> **WRITTEN EXERCISE**: All records are to be retyped faithfully and completely.

----------

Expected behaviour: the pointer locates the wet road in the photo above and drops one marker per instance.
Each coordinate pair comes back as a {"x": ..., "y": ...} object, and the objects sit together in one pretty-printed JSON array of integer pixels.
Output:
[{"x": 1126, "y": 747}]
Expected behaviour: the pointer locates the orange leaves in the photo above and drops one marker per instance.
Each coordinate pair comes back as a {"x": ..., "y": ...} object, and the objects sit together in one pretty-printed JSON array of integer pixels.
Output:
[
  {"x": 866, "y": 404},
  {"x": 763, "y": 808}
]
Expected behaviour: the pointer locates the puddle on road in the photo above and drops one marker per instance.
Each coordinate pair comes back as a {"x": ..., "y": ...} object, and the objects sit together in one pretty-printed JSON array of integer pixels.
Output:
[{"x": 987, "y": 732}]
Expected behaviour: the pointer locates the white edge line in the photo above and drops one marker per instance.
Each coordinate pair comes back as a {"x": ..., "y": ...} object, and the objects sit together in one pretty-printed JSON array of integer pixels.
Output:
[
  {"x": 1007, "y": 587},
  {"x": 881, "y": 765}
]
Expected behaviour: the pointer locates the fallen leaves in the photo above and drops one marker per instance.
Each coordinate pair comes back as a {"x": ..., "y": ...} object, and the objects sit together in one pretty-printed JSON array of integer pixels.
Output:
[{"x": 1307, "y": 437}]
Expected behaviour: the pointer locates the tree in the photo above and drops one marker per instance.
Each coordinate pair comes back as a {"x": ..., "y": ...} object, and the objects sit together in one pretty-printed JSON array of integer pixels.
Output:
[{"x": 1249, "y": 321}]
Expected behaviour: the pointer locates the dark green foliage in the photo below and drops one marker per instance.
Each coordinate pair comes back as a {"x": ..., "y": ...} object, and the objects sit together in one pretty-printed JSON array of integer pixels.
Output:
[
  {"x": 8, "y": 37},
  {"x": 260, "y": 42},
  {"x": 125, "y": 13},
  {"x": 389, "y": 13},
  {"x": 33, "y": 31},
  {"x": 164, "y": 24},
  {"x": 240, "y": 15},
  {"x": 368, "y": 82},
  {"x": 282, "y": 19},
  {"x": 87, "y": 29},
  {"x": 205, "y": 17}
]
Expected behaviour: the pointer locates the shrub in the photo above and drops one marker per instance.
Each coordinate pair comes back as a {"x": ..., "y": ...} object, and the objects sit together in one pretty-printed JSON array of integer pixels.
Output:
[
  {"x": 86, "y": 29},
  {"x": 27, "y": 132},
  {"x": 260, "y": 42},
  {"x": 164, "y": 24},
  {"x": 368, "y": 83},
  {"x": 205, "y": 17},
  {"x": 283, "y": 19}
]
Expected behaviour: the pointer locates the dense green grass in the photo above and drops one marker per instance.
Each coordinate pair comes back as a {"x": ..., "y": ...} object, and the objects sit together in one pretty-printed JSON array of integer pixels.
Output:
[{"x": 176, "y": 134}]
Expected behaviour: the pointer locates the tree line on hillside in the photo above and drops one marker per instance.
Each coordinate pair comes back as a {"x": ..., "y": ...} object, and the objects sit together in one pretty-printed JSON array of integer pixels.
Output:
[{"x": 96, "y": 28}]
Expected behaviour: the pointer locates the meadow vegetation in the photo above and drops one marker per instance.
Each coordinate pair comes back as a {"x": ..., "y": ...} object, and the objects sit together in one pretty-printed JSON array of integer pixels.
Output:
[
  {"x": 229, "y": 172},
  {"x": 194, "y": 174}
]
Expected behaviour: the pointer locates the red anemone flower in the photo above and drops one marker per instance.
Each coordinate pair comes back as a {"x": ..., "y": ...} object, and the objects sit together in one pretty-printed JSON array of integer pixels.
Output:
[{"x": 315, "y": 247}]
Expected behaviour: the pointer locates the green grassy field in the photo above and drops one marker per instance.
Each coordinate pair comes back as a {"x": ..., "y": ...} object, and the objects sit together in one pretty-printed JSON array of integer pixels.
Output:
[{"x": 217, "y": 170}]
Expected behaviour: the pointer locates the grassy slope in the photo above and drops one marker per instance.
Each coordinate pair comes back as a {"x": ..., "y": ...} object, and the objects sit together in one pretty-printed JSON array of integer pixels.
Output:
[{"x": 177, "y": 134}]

----------

> **CORRECT RESPONSE**:
Expected behaviour: the pointer locates the wet road in the photo above and drops one marker per instance.
Each coordinate pair comes back as a {"x": ..., "y": ...} object, and the objects sit together in one pretty-printed JSON array of integer pixels.
Output:
[{"x": 1126, "y": 747}]
Expected behaviour: the pointer locates the orange leaves in the photo above and drops one marker per instance.
Each coordinate pair comes back as a {"x": ..., "y": ...} object, and the objects sit together in one pretty-printed JSON array of integer pixels.
Output:
[
  {"x": 866, "y": 404},
  {"x": 763, "y": 808}
]
Expected behaviour: the pointer locates the puddle on road in the photo above and drops one marker per instance.
Each coordinate pair comes back as a {"x": ..., "y": ...} object, and the objects sit together in one pretty-printed JSON array of integer pixels.
Output:
[{"x": 987, "y": 732}]
Expected behaviour: the pointer locates the white edge line in the photo above and drops one marker per instance.
Each coordinate pair comes back as a {"x": ..., "y": ...} object, and the objects sit together in one pretty-printed JSON array of integer pixels.
Output:
[
  {"x": 1007, "y": 587},
  {"x": 881, "y": 765}
]
Expected behaviour: the pointer locates the fallen leaves in the photo above and drops one marker per instance.
Each coordinate pair comes back as a {"x": ..., "y": ...} object, and the objects sit together in one pretty-printed JSON array of integer pixels.
Output:
[{"x": 1307, "y": 437}]
Expected behaviour: the pointer locates the tree in the photo above and drops one marker per instance.
Each coordinate pair comes back as a {"x": ..., "y": ...} object, and the objects sit together in one pretty-printed JSON array of integer pixels.
Output:
[{"x": 1249, "y": 321}]
Expected behaviour: the pointer locates the dark green foliage in the photo below and drops one marker per instance.
Each coordinate pair comes back as a {"x": ..., "y": ...} object, and the objects sit together in one pretty-printed JSON array of integer pixels.
Output:
[
  {"x": 8, "y": 37},
  {"x": 260, "y": 42},
  {"x": 125, "y": 13},
  {"x": 389, "y": 13},
  {"x": 33, "y": 31},
  {"x": 164, "y": 24},
  {"x": 240, "y": 15},
  {"x": 368, "y": 82},
  {"x": 282, "y": 19},
  {"x": 87, "y": 29},
  {"x": 205, "y": 17}
]
Expected behaviour: the pointer locates the shrub in the photo above and drops one marker per instance.
Each coordinate pair comes back as a {"x": ..., "y": ...} object, and the objects sit together in one pretty-printed JSON array of integer pixels.
Output:
[
  {"x": 86, "y": 29},
  {"x": 27, "y": 132},
  {"x": 260, "y": 42},
  {"x": 164, "y": 24},
  {"x": 368, "y": 83},
  {"x": 205, "y": 17},
  {"x": 283, "y": 19}
]
Expected behaviour: the pointer locates the dense green grass in the photo above and drops one marker per instance.
Each coordinate pair comes back as a {"x": ..., "y": ...} object, and the objects sit together in one pretty-printed JSON array of integer pixels.
Output:
[{"x": 176, "y": 134}]
Expected behaviour: the pointer locates the tree line on hillside in the photo above and drops one marker per instance.
Each coordinate pair comes back as a {"x": ..., "y": ...} object, and the objects sit together in one pretty-printed JSON array of integer pixels.
Output:
[{"x": 96, "y": 28}]
Expected behaviour: the pointer locates the meadow vegetation in the photo above and drops one marker per instance.
Each coordinate pair comes back as a {"x": ..., "y": ...} object, and the objects sit together in one pretty-printed JSON array of integer pixels.
Output:
[
  {"x": 229, "y": 172},
  {"x": 194, "y": 174}
]
Expected behaviour: the pointer locates the red anemone flower in the photo above and drops one marker per instance.
Each coordinate pair comes back as a {"x": ..., "y": ...} object, and the objects sit together in one pretty-printed JSON array of integer pixels.
Output:
[{"x": 315, "y": 247}]
Expected behaviour: the pointer locates the green grassy field in the photo above and drops one marker per instance.
Each coordinate pair comes back as a {"x": ..., "y": ...} object, and the objects sit together in one pretty-printed JSON array of integer pixels.
Output:
[{"x": 217, "y": 170}]
Expected behaviour: the pointer locates the grassy slope in the photo above and drops one marker per instance.
Each coordinate pair comes back as a {"x": ..., "y": ...} object, and the objects sit together in one pretty-printed JSON array of integer pixels.
Output:
[{"x": 177, "y": 134}]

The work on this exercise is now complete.